▶ _EXTRACT PROVIDED_:
COS 114-4 - Potassium stimulates fungal epidemics in Daphnia

Thursday, August 11, 2011: 2:30 PM
10B, Austin Convention Center
David J. Civitello1, Jessica L. Hite2, Rachel M. Penczykowski3 and Spencer R. Hall2, (1)Department of Integrative Biology, University of South Florida, Tampa, FL, (2)Department of Biology, Indiana University, Bloomington, IN, (3)School of Biology, Georgia Institute of Technology, Atlanta, GA
Background/Question/Methods

Parasites can be extremely potent natural enemies, capable of regulating host populations and even inducing catastrophic declines. However, disease is not severe everywhere: epidemics vary in size and severity in space and time. Environmental factors can cause this variation by modulating important host and parasite traits that govern disease spread. We illustrate the link between environmental factors, individual traits, and epidemic size using a case study of fungal disease in a freshwater zooplankton. Over two years we surveyed epidemics in populations of Daphnia dentifera. Epidemics varied extensively among 20 lakes (peak prevalence: 0-60%). Larger epidemics occurred in lakes with higher concentrations of potassium. Low potassium levels could limit epidemics by reducing host fecundity or susceptibility and parasite reproduction within hosts. Each of these traits enhances disease spread, i.e., R0 in epidemiological models. Thus, to connect potassium to traits that influence R0, we estimated relationships between potassium and susceptibility, fecundity, and spore yield with transmission and life table experiments using water from a single, low-potassium lake. Then, we used those data to parameterize a model built for this system’s epidemiology. Finally, we tested predictions of this model by adding potassium to large mesocosms installed in the same low-K lake.

Results/Conclusions

Potassium addition enhanced both uninfected host birth rate and parasite reproduction in infected hosts. However, K addition did not alter host susceptibility. The epidemiological model, once parameterized with these data, predicted that potassium addition could stimulate the index of disease spread (R0) roughly 10-fold in this lake. Finally, as qualitatively predicted by the model, potassium addition significantly increased the size of the experimentally-created epidemics. Thus, our results can explain the field pattern: potassium stimulates fungal epidemics. These results have two main implications. First, they indicate that other nutrients besides nitrogen and phosphorus can crucially influence host performance and production of parasites in hosts. Secondly, they show more generally how nutritional status of hosts can influence spread of disease. These connections between nutrition and disease can mechanistically explain why epidemics occur heterogeneously across the landscape. Ultimately, this research can provide insight into the influence of nutrients on disease and reveal new strategies for disease management in natural populations.

▶ _DATA SUPPLIED_:
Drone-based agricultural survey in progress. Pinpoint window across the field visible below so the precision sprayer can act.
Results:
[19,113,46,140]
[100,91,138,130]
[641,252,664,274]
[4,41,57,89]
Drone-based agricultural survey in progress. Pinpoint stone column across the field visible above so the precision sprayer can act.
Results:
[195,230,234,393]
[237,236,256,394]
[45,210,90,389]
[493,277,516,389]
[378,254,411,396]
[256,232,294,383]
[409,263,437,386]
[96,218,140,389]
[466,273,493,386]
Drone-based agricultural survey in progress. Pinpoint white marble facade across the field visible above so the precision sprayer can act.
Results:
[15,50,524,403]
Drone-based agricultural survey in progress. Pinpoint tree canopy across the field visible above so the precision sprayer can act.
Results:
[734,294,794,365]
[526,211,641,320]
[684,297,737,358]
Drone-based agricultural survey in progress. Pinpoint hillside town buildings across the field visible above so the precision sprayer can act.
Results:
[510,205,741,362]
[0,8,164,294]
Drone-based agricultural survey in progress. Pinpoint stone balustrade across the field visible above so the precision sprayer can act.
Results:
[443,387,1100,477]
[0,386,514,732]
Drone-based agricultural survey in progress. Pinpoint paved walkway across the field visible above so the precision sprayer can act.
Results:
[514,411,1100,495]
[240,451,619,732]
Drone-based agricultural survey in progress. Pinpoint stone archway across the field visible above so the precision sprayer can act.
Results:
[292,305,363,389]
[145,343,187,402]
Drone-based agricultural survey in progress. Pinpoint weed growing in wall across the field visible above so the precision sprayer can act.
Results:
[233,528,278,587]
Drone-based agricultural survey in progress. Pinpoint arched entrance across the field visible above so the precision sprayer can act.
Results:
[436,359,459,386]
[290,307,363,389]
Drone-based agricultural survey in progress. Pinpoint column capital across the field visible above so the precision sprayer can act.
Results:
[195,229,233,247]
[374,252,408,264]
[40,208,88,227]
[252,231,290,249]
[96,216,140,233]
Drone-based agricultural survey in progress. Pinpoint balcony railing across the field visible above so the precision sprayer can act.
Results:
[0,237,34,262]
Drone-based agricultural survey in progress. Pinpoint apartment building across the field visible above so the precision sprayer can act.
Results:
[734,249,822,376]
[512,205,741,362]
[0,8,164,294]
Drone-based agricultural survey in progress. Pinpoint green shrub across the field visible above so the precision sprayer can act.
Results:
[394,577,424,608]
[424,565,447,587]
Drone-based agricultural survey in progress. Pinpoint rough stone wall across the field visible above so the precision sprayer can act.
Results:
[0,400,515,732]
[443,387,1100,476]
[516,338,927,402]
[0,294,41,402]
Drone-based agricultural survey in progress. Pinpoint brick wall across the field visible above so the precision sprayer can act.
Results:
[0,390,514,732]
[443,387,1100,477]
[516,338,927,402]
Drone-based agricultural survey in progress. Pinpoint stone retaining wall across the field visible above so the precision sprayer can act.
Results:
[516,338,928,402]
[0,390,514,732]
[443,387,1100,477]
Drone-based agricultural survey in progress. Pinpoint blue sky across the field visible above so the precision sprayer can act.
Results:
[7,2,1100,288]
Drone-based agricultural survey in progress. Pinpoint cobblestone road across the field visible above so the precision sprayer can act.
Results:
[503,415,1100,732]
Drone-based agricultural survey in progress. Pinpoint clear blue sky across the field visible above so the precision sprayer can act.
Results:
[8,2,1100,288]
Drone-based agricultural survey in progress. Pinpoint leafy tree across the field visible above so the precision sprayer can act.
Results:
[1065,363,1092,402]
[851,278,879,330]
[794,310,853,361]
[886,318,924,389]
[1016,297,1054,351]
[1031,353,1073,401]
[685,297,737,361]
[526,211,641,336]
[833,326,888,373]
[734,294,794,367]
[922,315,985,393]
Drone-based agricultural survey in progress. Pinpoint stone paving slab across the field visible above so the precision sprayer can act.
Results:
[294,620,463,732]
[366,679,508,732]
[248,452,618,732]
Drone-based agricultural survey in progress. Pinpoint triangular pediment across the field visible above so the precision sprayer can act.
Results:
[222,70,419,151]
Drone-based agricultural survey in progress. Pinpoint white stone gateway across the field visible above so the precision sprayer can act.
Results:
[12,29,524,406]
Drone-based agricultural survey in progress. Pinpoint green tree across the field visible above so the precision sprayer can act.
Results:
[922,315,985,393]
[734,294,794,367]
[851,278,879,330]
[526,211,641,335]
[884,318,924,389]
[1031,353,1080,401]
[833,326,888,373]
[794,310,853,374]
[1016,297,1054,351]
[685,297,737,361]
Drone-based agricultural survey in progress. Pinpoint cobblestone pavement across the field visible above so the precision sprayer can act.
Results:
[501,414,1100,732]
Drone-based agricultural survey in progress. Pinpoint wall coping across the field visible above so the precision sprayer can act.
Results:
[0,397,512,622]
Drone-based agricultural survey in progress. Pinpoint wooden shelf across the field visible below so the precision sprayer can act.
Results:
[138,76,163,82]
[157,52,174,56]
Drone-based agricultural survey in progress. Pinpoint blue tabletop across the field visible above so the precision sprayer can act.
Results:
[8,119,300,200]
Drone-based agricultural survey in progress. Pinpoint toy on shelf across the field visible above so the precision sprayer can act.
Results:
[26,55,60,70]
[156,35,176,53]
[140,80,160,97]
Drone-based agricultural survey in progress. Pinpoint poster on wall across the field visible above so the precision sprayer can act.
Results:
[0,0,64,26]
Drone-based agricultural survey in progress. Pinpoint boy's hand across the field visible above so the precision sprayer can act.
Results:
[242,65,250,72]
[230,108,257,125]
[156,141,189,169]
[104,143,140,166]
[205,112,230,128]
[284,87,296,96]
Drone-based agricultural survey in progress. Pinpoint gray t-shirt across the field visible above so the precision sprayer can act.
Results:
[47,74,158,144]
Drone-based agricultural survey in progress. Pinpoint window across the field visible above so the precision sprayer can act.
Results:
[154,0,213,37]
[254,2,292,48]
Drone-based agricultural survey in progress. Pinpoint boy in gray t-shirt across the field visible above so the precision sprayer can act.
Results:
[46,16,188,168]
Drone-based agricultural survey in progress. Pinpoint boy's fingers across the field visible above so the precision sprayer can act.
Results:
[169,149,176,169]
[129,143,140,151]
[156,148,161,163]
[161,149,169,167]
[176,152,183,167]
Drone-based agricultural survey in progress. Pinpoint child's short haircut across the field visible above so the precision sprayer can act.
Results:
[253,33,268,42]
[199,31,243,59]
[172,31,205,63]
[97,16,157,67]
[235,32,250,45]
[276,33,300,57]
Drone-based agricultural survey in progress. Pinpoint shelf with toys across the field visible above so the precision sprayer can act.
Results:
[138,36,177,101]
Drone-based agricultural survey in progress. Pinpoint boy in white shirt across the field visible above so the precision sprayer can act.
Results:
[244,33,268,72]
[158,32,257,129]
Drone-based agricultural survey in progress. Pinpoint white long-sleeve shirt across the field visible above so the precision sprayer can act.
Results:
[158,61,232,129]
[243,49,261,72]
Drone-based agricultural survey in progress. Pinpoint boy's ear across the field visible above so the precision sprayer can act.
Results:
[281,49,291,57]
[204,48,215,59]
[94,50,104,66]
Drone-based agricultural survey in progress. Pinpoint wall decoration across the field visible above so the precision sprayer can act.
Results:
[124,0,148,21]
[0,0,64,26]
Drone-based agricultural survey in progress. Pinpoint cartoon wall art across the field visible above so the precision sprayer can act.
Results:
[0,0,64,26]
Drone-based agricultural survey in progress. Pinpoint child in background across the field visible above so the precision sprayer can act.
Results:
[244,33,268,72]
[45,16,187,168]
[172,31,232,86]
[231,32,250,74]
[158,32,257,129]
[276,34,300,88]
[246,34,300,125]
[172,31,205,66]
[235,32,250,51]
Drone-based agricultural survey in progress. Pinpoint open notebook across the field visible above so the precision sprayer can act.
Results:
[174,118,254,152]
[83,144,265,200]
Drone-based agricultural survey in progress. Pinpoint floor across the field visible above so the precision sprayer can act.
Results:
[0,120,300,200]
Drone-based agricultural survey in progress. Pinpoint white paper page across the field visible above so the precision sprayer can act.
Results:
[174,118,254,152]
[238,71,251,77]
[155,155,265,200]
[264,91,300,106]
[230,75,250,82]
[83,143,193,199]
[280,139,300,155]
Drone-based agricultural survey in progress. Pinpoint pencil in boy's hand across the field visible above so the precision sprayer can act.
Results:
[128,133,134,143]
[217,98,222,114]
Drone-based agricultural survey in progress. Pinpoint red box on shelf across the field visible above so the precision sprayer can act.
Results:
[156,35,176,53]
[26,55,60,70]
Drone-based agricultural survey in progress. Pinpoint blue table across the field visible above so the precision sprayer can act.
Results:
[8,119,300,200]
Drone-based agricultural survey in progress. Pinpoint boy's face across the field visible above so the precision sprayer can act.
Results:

▶ _REQUIREMENT_: According to the abstract on potassium and fungal epidemics in Daphnia, which host trait did adding potassium leave unchanged? The lines have nothing to do with the text.

▶ _RESPONSE AREA_: Host susceptibility.